- **Task goal**:
Take the line with "Please put a point on each instance of the club" as the first and the last line of the data as the end. Write out both and every line between exactly, except pictures.

::::

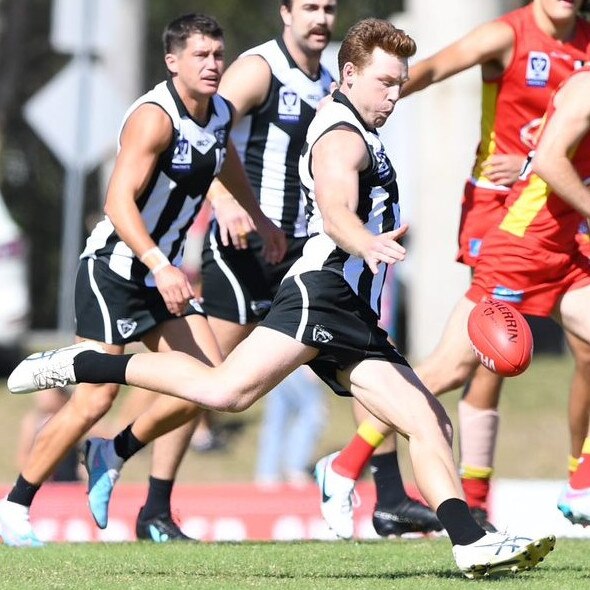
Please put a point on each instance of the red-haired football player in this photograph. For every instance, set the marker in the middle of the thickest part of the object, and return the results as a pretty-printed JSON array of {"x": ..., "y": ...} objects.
[{"x": 524, "y": 55}]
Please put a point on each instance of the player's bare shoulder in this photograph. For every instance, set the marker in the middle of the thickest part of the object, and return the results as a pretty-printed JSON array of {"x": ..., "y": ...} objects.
[
  {"x": 148, "y": 125},
  {"x": 246, "y": 83}
]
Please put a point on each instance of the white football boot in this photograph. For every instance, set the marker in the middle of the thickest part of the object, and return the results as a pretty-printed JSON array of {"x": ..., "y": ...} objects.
[
  {"x": 15, "y": 526},
  {"x": 497, "y": 553}
]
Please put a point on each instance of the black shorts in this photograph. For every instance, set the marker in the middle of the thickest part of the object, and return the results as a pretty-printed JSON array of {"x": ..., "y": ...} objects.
[
  {"x": 239, "y": 285},
  {"x": 113, "y": 310},
  {"x": 319, "y": 309}
]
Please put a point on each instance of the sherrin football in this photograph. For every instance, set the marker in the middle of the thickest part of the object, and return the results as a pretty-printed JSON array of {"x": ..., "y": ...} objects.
[{"x": 500, "y": 337}]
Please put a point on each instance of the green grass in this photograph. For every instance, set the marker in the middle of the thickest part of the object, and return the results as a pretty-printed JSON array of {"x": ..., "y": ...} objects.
[
  {"x": 409, "y": 565},
  {"x": 533, "y": 417}
]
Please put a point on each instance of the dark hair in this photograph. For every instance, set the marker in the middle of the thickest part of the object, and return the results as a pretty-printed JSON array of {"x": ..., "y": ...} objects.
[
  {"x": 362, "y": 38},
  {"x": 180, "y": 29}
]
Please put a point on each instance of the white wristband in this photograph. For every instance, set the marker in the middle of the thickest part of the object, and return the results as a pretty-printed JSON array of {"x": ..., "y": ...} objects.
[{"x": 155, "y": 259}]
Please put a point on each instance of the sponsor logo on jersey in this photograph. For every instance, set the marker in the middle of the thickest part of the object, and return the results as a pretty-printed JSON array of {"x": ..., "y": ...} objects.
[
  {"x": 221, "y": 135},
  {"x": 320, "y": 334},
  {"x": 126, "y": 326},
  {"x": 530, "y": 131},
  {"x": 183, "y": 156},
  {"x": 505, "y": 294},
  {"x": 204, "y": 143},
  {"x": 289, "y": 105},
  {"x": 537, "y": 69},
  {"x": 260, "y": 307}
]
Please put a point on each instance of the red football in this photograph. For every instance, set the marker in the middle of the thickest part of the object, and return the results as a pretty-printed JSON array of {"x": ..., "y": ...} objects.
[{"x": 500, "y": 337}]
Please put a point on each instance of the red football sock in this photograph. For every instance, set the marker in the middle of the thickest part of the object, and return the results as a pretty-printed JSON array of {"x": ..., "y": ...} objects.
[
  {"x": 356, "y": 455},
  {"x": 581, "y": 477},
  {"x": 476, "y": 491}
]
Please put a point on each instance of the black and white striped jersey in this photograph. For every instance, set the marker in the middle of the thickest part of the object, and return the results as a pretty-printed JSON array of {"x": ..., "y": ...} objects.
[
  {"x": 269, "y": 139},
  {"x": 378, "y": 204},
  {"x": 177, "y": 187}
]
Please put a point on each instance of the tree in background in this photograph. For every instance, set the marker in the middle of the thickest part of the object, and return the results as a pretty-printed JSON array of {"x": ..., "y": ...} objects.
[{"x": 31, "y": 178}]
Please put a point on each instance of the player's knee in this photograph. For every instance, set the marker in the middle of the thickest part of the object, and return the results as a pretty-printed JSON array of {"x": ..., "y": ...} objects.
[{"x": 98, "y": 400}]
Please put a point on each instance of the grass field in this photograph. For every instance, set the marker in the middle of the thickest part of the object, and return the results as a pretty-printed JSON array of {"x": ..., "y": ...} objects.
[
  {"x": 533, "y": 443},
  {"x": 411, "y": 565},
  {"x": 533, "y": 410}
]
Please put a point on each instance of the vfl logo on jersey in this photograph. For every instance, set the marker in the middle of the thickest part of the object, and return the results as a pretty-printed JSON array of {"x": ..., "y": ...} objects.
[
  {"x": 320, "y": 334},
  {"x": 126, "y": 327},
  {"x": 505, "y": 294},
  {"x": 182, "y": 156},
  {"x": 474, "y": 247},
  {"x": 530, "y": 132},
  {"x": 537, "y": 69},
  {"x": 289, "y": 105}
]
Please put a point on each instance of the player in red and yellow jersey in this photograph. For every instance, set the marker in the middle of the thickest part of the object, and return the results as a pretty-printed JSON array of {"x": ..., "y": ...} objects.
[
  {"x": 524, "y": 56},
  {"x": 537, "y": 257},
  {"x": 532, "y": 257}
]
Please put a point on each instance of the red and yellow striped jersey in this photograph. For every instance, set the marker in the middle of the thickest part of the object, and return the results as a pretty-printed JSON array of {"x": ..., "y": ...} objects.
[
  {"x": 514, "y": 103},
  {"x": 535, "y": 211}
]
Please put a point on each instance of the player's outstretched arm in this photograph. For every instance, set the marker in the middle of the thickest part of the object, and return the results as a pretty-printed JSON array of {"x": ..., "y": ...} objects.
[
  {"x": 337, "y": 159},
  {"x": 566, "y": 127},
  {"x": 245, "y": 84}
]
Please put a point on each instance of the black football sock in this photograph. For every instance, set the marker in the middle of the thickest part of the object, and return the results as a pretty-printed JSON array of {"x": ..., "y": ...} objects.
[
  {"x": 158, "y": 500},
  {"x": 455, "y": 517},
  {"x": 96, "y": 367},
  {"x": 127, "y": 444},
  {"x": 388, "y": 480},
  {"x": 23, "y": 492}
]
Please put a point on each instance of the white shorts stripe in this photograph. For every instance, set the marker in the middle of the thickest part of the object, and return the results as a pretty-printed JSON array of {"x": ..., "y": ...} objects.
[
  {"x": 233, "y": 280},
  {"x": 304, "y": 308},
  {"x": 104, "y": 310}
]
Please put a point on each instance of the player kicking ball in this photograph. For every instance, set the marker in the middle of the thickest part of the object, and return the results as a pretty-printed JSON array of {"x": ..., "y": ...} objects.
[{"x": 327, "y": 309}]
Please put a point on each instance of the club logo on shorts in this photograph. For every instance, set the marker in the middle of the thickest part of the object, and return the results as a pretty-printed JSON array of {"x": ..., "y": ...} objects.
[
  {"x": 182, "y": 157},
  {"x": 537, "y": 69},
  {"x": 320, "y": 334},
  {"x": 196, "y": 305},
  {"x": 260, "y": 307},
  {"x": 126, "y": 327},
  {"x": 506, "y": 294}
]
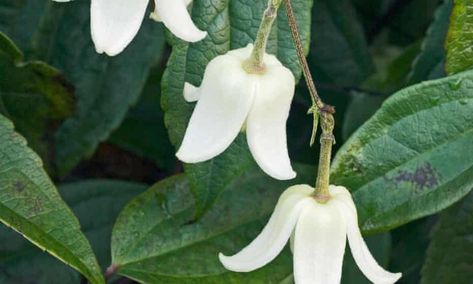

::::

- **Exercise result**:
Please put a point on each instance of the club logo on shorts in this photograph. For every instance, set the marker in the middle of the thickest part of the object, and return the results as a pretty-printed JSON array of {"x": ..., "y": ...} objects.
[
  {"x": 182, "y": 157},
  {"x": 537, "y": 69},
  {"x": 320, "y": 334},
  {"x": 196, "y": 305},
  {"x": 260, "y": 307},
  {"x": 126, "y": 327},
  {"x": 506, "y": 294}
]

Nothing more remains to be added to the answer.